*DOCUMENT SEGMENT:*
# In hull transducer with Lowrance HDS



## Riverduck11 (Jul 11, 2013)

I am trying to decide on which in hull transducer to pair with a new HDS unit. Main purpose is to detect fish and bait at planing speed on Lake Erie. I was thinking of a basic transducer. Then I talked with a respected electronic expert today who highly suggested an airmar p75 M or even the new high wide Airmar. 

These transducers are $350 and $900 respectively. Are most of you that get good high speed readings running specialty transducers in shallow water like Lake Erie, less than 80 feet for sure. 

I have spent a month or more researching exactly what I want and now am perplexed over whether a base transducer will work. 

I would love to hear which transducer you are running and if you feel you can mark and translate the data while on plane.


----------



## My Demeyes (Aug 2, 2010)

I run a Furuno fishfinder with an airmar thru hull, I can mark fish while running so much better after switching to the thru hull. I'm not sure of the exact model, but it was around $300 I think.


----------



## Decoy hound (Apr 3, 2015)

I had to go with an Airmar stainless steel thru hull flush mount transducer because my boat is aluminum and I trailer so didn't want it protruding out the bottom. You can't use bronze on an aluminum boat. Also the flush mount won't get damaged on rollers or bunks. I believe the model is SS164, I'll have to check to be sure. They are costly but you do mark at high speed, especially clouds of bait. Which is very important on Lake Ontario, no bait=no fish!


----------



## erie mako (Jan 22, 2013)

On my fiberglass center console I installed an Airmar B60 to feed my HDS8, best thing I ever bought for the boat!


----------



## dgfidler (Sep 22, 2014)

I have the Airmar B150M. It's a true chirp transducer and I can read bottom to my top end at 40mph and can clearly mark fish in the low 20's. I highly recommend the HDS/Airmar B150m combo.







. This pic is at 15mph and the marks are still arches


----------



## Rodbuster (Apr 14, 2004)

I run a B75M thru hull with a Simrad NSS evo2 About same as your HDS. I spent more time picking the transduce than the Finder. I also wanted to mark fish at speed. And you can Bet the more you spend the more you see. If the lake is flat I can mark at 25 to 30 mph
But even better is what I see now at 10 and 15 mph. I can't see me ever going back to a transom mount.
The hard part is when you have to drill that 2 3/4 hole in the boat bottom.


----------



## dgfidler (Sep 22, 2014)

*THE DATA:*
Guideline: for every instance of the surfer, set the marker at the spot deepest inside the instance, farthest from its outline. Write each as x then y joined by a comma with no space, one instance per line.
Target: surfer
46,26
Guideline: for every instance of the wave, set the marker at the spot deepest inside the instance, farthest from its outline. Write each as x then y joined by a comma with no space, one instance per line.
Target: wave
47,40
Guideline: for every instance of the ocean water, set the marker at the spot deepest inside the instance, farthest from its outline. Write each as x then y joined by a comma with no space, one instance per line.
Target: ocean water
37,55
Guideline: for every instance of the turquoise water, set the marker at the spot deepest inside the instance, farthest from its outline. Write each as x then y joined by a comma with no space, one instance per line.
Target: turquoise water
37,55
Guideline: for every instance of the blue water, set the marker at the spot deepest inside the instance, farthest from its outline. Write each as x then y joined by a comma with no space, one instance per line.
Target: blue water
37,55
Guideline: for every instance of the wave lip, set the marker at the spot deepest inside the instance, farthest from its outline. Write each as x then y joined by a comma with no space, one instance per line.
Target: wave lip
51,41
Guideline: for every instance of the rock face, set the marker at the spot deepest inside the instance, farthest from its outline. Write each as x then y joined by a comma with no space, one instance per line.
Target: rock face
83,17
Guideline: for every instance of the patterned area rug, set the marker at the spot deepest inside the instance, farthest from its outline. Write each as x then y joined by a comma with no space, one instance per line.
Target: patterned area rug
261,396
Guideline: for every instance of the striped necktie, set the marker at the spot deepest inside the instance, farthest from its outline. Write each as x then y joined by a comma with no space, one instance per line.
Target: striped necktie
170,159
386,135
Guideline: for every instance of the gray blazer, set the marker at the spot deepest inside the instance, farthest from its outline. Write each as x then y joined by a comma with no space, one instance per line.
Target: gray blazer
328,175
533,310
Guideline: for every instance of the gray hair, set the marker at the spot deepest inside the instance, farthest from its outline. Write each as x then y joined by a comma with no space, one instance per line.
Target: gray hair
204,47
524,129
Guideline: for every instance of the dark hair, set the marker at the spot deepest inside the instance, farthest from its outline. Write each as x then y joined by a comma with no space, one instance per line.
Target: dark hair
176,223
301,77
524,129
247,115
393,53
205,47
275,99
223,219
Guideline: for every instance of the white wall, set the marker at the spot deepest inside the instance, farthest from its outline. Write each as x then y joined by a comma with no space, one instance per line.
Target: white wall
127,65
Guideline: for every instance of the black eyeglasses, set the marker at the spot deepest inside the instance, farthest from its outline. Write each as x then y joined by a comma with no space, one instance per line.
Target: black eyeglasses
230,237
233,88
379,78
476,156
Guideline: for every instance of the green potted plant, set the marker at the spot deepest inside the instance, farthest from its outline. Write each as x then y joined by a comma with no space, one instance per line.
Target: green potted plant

*STATED TASK 1:* Write out the part of the transducer forum thread above starting at "These transducers are" and ending at "feet for sure.".
*STATED TASK 2:* How many lines in the entries above contain the string "eyeglasses"? Reply with the number alone.

*EXERCISE OUTPUT 1:*
These transducers are $350 and $900 respectively. Are most of you that get good high speed readings running specialty transducers in shallow water like Lake Erie, less than 80 feet for sure.

*EXERCISE OUTPUT 2:* 2